== Problem description ==
Please count how many lines of the records below contain the string "trail", and give only that number.

Dataset excerpt
[start]
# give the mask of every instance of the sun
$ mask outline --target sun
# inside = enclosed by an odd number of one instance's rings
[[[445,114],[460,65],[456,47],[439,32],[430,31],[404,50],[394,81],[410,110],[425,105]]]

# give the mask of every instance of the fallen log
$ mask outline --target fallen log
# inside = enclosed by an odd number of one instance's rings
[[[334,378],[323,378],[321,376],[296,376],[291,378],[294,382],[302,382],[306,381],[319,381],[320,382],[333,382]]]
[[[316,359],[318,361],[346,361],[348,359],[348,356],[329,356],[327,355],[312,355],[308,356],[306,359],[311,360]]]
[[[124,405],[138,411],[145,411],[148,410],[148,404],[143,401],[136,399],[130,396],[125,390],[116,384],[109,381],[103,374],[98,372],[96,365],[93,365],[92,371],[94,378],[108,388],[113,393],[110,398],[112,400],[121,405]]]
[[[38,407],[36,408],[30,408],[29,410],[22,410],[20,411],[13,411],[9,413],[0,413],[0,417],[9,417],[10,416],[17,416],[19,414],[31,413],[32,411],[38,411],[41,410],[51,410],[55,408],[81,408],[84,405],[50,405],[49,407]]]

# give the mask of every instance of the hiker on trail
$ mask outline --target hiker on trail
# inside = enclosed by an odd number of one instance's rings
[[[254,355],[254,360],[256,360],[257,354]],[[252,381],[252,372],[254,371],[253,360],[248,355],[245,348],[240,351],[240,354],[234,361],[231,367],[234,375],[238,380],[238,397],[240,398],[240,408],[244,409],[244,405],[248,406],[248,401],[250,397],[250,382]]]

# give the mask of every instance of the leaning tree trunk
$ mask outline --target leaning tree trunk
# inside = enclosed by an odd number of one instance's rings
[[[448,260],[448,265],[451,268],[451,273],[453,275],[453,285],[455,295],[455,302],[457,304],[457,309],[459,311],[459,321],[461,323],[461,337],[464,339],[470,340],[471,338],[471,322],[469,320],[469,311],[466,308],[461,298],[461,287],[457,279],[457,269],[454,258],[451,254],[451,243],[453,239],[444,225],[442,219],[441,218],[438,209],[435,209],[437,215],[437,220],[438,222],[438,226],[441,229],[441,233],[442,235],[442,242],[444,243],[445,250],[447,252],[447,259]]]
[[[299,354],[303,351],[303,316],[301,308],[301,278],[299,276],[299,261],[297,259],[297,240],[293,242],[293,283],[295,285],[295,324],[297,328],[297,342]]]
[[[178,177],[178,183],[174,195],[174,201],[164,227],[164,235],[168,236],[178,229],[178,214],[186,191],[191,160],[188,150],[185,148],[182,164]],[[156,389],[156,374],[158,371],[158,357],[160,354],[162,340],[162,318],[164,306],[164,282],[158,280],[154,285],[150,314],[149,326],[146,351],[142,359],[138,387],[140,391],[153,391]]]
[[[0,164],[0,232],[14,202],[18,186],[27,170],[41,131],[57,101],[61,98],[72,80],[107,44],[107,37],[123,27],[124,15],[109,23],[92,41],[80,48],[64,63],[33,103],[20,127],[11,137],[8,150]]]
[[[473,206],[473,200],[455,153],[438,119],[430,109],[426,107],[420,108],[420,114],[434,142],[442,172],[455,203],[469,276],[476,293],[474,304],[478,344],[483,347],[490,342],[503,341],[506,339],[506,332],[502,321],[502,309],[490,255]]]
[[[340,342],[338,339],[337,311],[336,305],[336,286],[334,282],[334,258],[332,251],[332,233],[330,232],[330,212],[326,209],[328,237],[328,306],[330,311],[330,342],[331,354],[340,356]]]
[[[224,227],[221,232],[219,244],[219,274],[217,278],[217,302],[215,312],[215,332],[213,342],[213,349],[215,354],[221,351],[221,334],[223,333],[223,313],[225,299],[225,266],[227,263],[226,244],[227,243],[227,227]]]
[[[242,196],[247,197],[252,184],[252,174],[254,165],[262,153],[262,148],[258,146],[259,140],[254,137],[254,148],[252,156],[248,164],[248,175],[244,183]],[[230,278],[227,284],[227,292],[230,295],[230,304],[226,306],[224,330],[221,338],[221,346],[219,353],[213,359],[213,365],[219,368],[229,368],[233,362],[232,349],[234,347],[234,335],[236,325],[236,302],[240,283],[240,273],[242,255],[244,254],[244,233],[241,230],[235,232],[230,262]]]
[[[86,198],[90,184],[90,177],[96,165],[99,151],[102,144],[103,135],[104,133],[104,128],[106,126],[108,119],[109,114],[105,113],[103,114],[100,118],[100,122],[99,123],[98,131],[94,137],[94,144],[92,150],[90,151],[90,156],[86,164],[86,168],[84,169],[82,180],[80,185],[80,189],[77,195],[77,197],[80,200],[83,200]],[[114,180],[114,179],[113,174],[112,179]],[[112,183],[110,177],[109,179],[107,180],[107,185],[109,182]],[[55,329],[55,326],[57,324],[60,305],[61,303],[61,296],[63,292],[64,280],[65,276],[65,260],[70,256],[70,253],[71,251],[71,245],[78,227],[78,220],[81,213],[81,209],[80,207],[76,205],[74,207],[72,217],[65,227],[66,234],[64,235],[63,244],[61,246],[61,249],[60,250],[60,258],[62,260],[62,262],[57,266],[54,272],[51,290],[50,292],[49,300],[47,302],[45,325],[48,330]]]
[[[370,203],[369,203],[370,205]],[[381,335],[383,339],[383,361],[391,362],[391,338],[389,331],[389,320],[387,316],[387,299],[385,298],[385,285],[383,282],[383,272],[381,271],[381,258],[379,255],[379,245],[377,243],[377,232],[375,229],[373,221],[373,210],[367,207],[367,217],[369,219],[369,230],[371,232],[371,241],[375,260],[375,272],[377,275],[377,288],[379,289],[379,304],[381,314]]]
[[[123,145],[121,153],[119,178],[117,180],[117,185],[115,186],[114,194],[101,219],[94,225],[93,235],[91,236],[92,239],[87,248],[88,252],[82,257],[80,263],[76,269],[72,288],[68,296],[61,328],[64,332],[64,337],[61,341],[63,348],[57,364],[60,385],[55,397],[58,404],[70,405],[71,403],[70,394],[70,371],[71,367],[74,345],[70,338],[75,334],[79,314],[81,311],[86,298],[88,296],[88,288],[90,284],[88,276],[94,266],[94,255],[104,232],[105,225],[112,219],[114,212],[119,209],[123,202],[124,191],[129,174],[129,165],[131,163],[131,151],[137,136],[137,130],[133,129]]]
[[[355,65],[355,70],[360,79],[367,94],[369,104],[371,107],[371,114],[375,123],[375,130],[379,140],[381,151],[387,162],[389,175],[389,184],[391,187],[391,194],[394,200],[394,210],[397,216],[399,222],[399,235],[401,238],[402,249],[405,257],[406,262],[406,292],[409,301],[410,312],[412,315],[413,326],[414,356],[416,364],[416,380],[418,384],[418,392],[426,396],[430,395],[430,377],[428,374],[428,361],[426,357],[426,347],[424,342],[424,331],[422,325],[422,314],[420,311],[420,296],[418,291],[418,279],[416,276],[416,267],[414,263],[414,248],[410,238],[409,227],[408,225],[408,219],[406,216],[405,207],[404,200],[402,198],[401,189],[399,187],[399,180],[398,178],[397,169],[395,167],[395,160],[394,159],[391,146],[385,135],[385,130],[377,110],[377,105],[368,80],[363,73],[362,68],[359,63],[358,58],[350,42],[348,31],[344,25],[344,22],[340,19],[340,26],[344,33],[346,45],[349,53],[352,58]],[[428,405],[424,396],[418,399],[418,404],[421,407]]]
[end]
== Exercise response ==
2